Problèmes à résoudre:
1) Recopiez, dans l'extrait présenté, le passage allant de « Mais, pourquoi en » jusqu'à « corporelles du Christ. » inclus.
2) D'après l'extrait présenté, comment le récit définit-il la foi de Hénok ?

##### Extrait présenté #####

Mais, pourquoi en déduire que «
Dieu est totalement étranger à tous ces éléments qui révèlent (relèvent)
uniquement de notre nature et de notre histoire » ?
Bien au contraire, je pense que la particularité de l’historicité réelle des récits en cause c’est d’y intégrer la présence et l’action de Dieu. De mon point de vue, c’est précisément pour nous montrer que ce n’est pas «
uniquement » de notre nature et de notre histoire que nous pouvons comprendre ce que fut réellement le passé historique, mais dans un rapport à Dieu qui intervient dans l’histoire.
Nous revoici à la question clé de l’intervention directe de Dieu dans l’histoire au cœur de nos échanges précédents.
Sans intervention directe de Dieu dans l’histoire, il n’y ni immaculée conception, ni conception virginale, ni miracles, ni résurrection physique du Christ, ni apparitions corporelles du Christ.
Tout simplement, pas de réelle incarnation et une nature irrémédiablement mortelle.
C’est bien sûr la foi qui nous permet de passer l’obstacle. La même depuis Adam et Ève. Celle de Hénok que le récit ne définit que très simplement. Il marchait avec Dieu. Celle d’Abraham.
Invité a écrit : ↑sam. 26 déc. 2020, 1:32
J'avais initié un autre fil (verrouillé) sur la divinité de Jésus dans l'Évangile selon Saint-Luc et les Actes des Apôtres. Ma conclusion était que selon la christologie de l'évangéliste, Jésus n'existe pas comme Dieu par lui-même mais est divinisé par son Père qui est Dieu seul. En clair : l'évangéliste ne soutenait pas que Jésus était Dieu au même titre que son Père.

##### Données #####

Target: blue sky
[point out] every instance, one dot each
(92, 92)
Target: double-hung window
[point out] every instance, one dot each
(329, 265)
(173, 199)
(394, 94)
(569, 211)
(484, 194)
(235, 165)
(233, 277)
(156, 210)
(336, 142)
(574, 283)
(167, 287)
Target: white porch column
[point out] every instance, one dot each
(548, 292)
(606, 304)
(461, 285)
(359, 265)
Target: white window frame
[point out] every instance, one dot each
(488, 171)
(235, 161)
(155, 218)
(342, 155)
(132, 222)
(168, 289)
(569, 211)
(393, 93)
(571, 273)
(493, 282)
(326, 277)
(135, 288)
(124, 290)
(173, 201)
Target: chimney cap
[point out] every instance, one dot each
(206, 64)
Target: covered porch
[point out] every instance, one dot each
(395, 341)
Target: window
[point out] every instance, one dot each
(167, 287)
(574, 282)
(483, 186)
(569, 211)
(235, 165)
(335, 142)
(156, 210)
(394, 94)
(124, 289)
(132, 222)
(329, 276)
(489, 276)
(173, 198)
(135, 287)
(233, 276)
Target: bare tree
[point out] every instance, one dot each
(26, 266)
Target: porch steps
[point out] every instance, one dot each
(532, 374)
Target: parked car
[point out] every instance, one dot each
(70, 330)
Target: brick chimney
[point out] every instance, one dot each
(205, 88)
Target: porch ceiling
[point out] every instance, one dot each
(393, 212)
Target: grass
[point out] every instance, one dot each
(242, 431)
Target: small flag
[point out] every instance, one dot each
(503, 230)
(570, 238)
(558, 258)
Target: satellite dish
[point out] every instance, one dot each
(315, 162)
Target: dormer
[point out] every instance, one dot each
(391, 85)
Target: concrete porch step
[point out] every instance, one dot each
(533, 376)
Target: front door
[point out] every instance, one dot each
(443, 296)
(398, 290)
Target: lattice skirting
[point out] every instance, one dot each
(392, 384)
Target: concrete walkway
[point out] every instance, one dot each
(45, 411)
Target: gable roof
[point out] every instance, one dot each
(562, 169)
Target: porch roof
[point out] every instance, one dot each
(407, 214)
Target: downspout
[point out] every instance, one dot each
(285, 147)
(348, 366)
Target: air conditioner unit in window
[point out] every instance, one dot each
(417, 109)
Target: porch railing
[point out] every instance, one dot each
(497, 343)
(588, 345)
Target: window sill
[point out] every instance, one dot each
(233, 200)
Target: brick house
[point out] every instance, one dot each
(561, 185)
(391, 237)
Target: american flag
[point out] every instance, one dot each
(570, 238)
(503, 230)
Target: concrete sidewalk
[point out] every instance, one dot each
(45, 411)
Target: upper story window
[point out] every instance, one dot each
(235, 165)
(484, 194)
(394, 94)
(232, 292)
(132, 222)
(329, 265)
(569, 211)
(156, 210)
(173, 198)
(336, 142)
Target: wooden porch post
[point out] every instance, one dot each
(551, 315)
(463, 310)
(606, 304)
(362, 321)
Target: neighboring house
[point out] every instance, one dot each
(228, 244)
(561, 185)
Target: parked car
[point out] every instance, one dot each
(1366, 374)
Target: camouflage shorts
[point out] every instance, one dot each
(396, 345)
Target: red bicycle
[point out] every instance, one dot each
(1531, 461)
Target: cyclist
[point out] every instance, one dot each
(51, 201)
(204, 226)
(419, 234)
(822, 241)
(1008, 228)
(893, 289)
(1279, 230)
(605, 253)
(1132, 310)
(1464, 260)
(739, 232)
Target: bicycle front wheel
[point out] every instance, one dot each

#####
##### Données #####

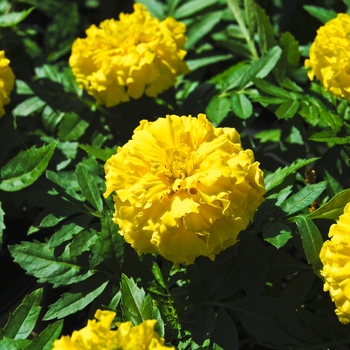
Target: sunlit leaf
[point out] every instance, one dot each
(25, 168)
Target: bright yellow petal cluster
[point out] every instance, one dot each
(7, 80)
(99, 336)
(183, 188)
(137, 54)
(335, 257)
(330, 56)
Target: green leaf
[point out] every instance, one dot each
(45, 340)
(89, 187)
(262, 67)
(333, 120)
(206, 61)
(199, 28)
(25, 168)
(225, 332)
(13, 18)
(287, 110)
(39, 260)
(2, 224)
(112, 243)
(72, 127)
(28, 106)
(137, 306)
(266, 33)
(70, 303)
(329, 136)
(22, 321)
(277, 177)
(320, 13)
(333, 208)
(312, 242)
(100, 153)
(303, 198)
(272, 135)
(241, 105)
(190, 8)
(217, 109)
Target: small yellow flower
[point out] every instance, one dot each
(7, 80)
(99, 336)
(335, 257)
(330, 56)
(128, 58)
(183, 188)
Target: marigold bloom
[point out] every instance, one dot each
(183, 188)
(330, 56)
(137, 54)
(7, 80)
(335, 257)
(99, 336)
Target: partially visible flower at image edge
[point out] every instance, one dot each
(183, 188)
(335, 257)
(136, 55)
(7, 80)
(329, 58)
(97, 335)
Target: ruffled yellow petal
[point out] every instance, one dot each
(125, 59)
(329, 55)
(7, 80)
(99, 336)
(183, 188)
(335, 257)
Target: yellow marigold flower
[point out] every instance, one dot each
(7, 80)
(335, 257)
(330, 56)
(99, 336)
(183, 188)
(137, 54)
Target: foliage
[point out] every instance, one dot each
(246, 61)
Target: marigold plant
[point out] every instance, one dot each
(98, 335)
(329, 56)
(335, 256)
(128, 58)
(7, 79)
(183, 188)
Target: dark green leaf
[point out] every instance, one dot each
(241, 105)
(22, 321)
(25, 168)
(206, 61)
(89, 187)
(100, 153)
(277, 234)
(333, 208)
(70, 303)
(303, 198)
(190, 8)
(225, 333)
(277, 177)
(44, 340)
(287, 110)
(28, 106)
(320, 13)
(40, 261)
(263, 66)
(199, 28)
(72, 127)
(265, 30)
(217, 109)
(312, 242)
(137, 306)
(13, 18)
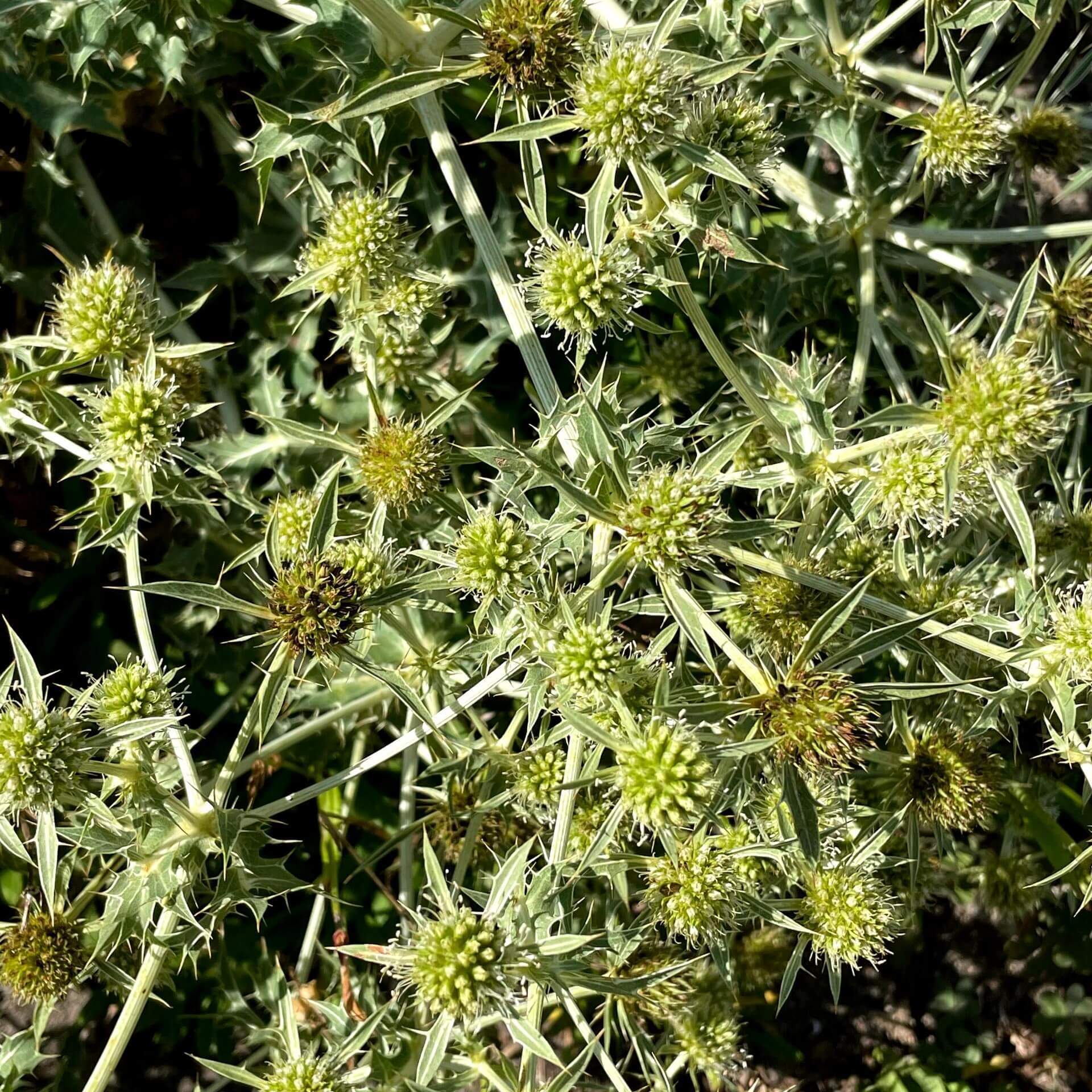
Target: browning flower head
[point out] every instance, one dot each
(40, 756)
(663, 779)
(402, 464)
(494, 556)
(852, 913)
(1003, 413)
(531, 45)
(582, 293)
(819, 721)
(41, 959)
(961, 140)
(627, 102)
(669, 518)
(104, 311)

#####
##### Données #####

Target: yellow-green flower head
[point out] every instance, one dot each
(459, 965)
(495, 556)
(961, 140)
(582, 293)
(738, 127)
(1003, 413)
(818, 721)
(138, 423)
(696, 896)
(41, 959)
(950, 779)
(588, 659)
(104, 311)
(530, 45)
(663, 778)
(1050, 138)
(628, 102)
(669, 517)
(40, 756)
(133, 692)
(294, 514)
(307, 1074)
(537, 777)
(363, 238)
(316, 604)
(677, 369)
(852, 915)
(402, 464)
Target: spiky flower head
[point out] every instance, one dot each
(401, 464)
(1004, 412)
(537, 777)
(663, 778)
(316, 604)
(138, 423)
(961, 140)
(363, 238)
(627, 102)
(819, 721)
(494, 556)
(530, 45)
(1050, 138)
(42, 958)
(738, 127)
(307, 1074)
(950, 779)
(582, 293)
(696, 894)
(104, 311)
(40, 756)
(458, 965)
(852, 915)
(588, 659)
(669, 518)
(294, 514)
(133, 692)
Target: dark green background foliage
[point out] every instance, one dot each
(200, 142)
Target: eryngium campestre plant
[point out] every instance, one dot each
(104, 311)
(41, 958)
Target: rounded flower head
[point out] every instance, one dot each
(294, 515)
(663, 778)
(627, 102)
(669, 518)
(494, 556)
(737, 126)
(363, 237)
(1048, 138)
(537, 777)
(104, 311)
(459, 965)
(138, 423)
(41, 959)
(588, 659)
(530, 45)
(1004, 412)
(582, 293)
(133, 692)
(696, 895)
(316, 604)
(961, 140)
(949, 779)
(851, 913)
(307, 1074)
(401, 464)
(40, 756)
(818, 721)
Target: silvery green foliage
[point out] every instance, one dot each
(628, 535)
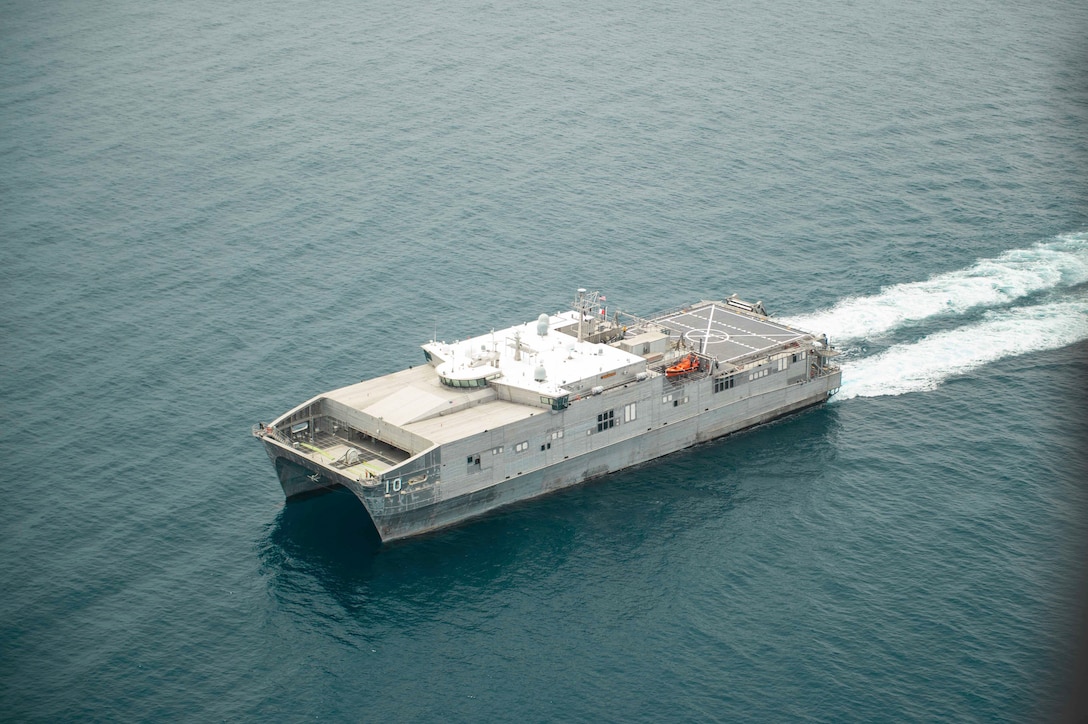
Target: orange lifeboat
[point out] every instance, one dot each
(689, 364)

#####

Réponses données:
1)
Mais, pourquoi en déduire que «
Dieu est totalement étranger à tous ces éléments qui révèlent (relèvent)
uniquement de notre nature et de notre histoire » ?
Bien au contraire, je pense que la particularité de l’historicité réelle des récits en cause c’est d’y intégrer la présence et l’action de Dieu. De mon point de vue, c’est précisément pour nous montrer que ce n’est pas «
uniquement » de notre nature et de notre histoire que nous pouvons comprendre ce que fut réellement le passé historique, mais dans un rapport à Dieu qui intervient dans l’histoire.
Nous revoici à la question clé de l’intervention directe de Dieu dans l’histoire au cœur de nos échanges précédents.
Sans intervention directe de Dieu dans l’histoire, il n’y ni immaculée conception, ni conception virginale, ni miracles, ni résurrection physique du Christ, ni apparitions corporelles du Christ.

2) Il marchait avec Dieu.